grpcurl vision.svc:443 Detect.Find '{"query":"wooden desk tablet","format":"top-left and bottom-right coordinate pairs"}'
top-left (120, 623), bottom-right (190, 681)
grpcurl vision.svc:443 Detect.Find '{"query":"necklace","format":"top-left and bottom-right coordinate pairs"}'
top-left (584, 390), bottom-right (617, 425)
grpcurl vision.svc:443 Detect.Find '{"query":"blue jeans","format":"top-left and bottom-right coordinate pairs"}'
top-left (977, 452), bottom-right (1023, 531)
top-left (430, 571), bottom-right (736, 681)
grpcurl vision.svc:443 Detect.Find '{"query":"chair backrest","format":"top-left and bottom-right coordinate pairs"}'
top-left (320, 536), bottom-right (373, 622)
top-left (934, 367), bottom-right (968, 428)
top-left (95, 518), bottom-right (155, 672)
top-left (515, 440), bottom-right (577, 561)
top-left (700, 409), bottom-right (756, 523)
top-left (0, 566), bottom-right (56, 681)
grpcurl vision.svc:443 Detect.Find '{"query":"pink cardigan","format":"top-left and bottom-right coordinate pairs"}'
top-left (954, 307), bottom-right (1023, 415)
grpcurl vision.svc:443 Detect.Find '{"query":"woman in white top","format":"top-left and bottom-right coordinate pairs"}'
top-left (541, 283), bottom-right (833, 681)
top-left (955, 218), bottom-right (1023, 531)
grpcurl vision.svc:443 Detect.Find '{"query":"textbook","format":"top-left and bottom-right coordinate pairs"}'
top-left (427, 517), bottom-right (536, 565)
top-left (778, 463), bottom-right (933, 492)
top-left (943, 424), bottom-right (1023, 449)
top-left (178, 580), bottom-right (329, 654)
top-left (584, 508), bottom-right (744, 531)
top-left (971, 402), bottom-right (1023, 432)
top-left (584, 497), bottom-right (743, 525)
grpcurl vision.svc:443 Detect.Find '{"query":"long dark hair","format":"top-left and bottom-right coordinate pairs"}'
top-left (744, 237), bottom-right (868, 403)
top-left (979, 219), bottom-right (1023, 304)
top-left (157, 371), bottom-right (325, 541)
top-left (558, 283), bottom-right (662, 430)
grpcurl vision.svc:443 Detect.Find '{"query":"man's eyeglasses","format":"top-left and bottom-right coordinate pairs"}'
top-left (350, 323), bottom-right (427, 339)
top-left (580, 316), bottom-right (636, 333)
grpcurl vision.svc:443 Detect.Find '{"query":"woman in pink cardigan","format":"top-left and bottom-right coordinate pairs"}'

____________________

▶ _What is needed_: In full and without alteration, transcribe the listing above.

▶ _Result for this task_:
grpcurl vision.svc:443 Detect.Find '{"query":"wooden desk tablet","format":"top-left and bottom-right coordinate pairs"}'
top-left (120, 623), bottom-right (190, 681)
grpcurl vision.svc:443 Detect.Find '{"query":"necklace","format":"top-left and bottom-right coordinate pairs"}'
top-left (584, 390), bottom-right (617, 425)
grpcurl vision.svc:443 Detect.Find '{"query":"blue jeans","format":"top-left and bottom-right coordinate pairs"}'
top-left (977, 452), bottom-right (1023, 531)
top-left (430, 571), bottom-right (736, 681)
grpcurl vision.svc:443 Detect.Find '{"query":"chair backrest","format":"top-left and bottom-right coordinate pairs"}'
top-left (320, 536), bottom-right (373, 622)
top-left (934, 367), bottom-right (968, 428)
top-left (95, 518), bottom-right (155, 672)
top-left (515, 440), bottom-right (577, 561)
top-left (700, 409), bottom-right (756, 523)
top-left (0, 566), bottom-right (56, 681)
grpcurl vision.svc:443 Detect.Find '{"query":"pink cardigan","format":"top-left and bottom-right coordinate pairs"}'
top-left (954, 307), bottom-right (1023, 415)
grpcurl vision.svc:443 Detect.Find '{"query":"woman in white top","format":"top-left and bottom-right coordinate pairs"}'
top-left (541, 283), bottom-right (833, 681)
top-left (955, 218), bottom-right (1023, 531)
grpcurl vision.svc:443 Detect.Find '{"query":"textbook","format":"top-left and bottom-right coordinate pairs"}'
top-left (427, 517), bottom-right (536, 565)
top-left (778, 463), bottom-right (933, 492)
top-left (943, 424), bottom-right (1023, 449)
top-left (178, 580), bottom-right (329, 654)
top-left (584, 508), bottom-right (744, 531)
top-left (971, 402), bottom-right (1023, 432)
top-left (584, 497), bottom-right (743, 525)
grpcurl vision.svc:443 Detect.Find '{"query":"long dark hair","format":"top-left and bottom-right coordinate pairs"}'
top-left (744, 237), bottom-right (868, 403)
top-left (979, 219), bottom-right (1023, 304)
top-left (157, 371), bottom-right (325, 541)
top-left (558, 283), bottom-right (662, 430)
grpcurl vision.svc:443 Detect.Find '{"query":"man's eyeglasses","format":"top-left and bottom-right coordinate pairs"}'
top-left (350, 323), bottom-right (427, 339)
top-left (580, 316), bottom-right (636, 333)
grpcurl vision.svc:443 Detect.Find '{"query":"woman in pink cardigan","format":"top-left and bottom-right coordinate pairs"}'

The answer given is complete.